SET TASK A: According to the review, in what year were the three novellas of The Gameshouse collected into a single volume?

EXTRACT TO READ:
====

Claire North’s The Gameshouse was first published in 2015, as a series of three, interconnected, digital-only novellas. In 2019, at long last, the three are collected into a single volume, and in a format where it can sit snugly on the shelf alongside North’s other works.

In case the laudatory flavour of that introduction is in any way misleading, let me be clear: I wholly believe The Gameshouse is one of the ‘single’ best works of modern fantasy. Nor, thanks to its unusual path to publication, is this recency bias. I’ve had four years to read and re-read The Gameshouse, and it gets better every time.

====

MATERIAL PROVIDED:
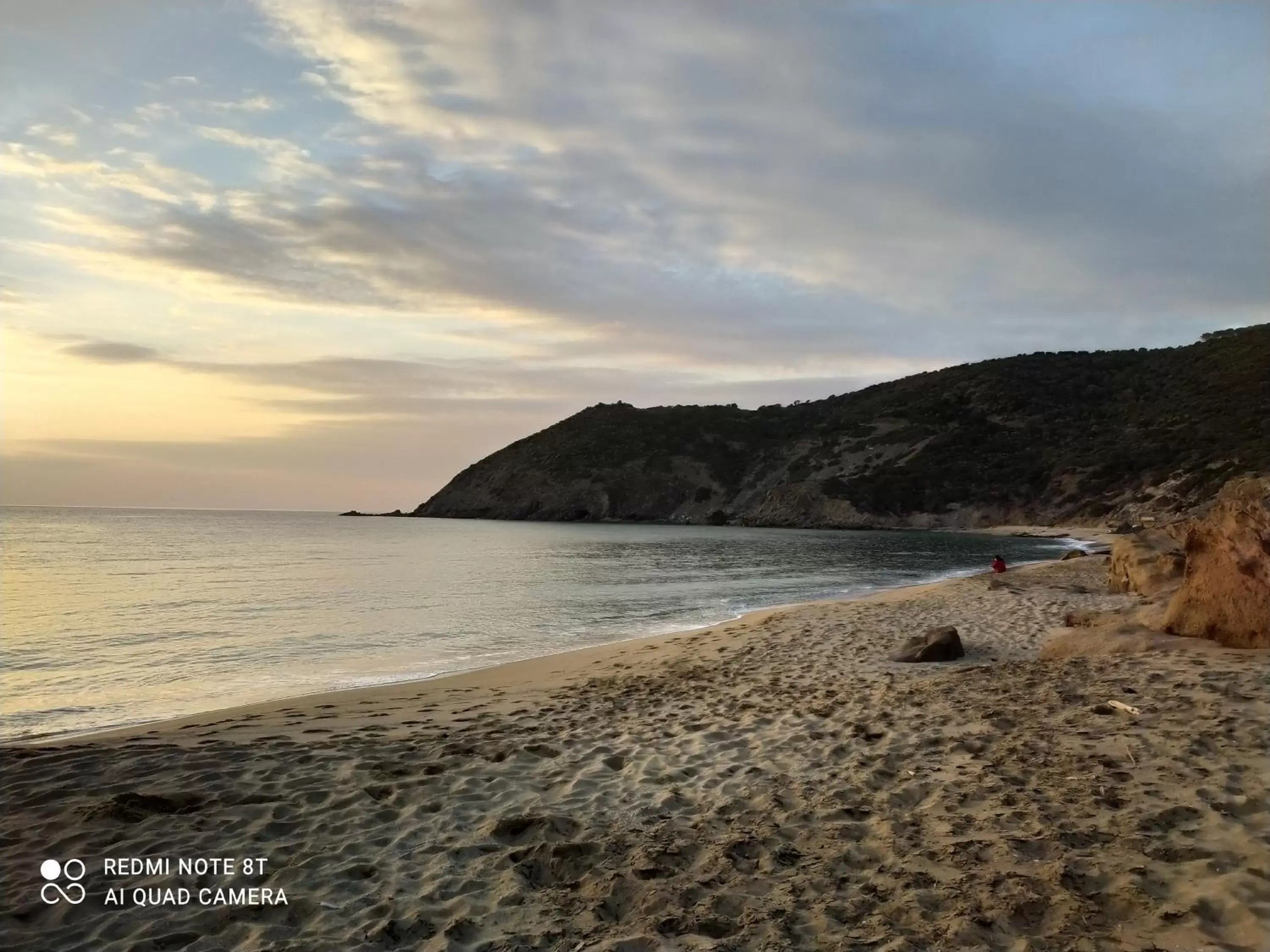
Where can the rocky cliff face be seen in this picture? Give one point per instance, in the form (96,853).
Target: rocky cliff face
(1149,563)
(1225,594)
(1043,438)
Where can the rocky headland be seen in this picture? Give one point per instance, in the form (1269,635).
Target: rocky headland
(1126,437)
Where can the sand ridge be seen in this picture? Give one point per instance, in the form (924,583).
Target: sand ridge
(762,785)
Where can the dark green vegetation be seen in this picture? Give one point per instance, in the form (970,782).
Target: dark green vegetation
(1043,437)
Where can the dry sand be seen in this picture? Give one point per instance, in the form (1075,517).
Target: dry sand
(768,784)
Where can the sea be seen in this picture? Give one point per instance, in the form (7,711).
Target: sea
(112,617)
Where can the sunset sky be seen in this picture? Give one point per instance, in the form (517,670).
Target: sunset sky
(319,256)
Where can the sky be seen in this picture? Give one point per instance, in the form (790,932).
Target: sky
(310,254)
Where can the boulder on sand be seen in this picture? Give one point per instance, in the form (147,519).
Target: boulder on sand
(1226,592)
(941,644)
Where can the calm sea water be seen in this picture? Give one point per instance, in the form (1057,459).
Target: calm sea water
(120,616)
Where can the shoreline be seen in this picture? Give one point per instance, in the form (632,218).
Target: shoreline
(774,781)
(506,676)
(1076,535)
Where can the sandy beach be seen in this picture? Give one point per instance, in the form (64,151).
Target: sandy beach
(768,784)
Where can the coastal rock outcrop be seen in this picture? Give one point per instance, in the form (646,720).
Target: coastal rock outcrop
(1147,563)
(1058,438)
(1225,594)
(941,644)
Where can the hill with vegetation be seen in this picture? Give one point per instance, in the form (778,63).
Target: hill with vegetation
(1039,438)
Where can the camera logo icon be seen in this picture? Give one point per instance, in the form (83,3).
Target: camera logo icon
(52,890)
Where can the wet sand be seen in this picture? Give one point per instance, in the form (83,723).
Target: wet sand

====

SET TASK B: Rewrite the entries as a numbered list, starting at the line that contains "Where can the wet" and running through the end of the entries, with blank lines left out.

WRITTEN RESPONSE A: 2019

WRITTEN RESPONSE B:
1. Where can the wet sand be seen in this picture? Give one point per instance, in the form (83,723).
2. Target: wet sand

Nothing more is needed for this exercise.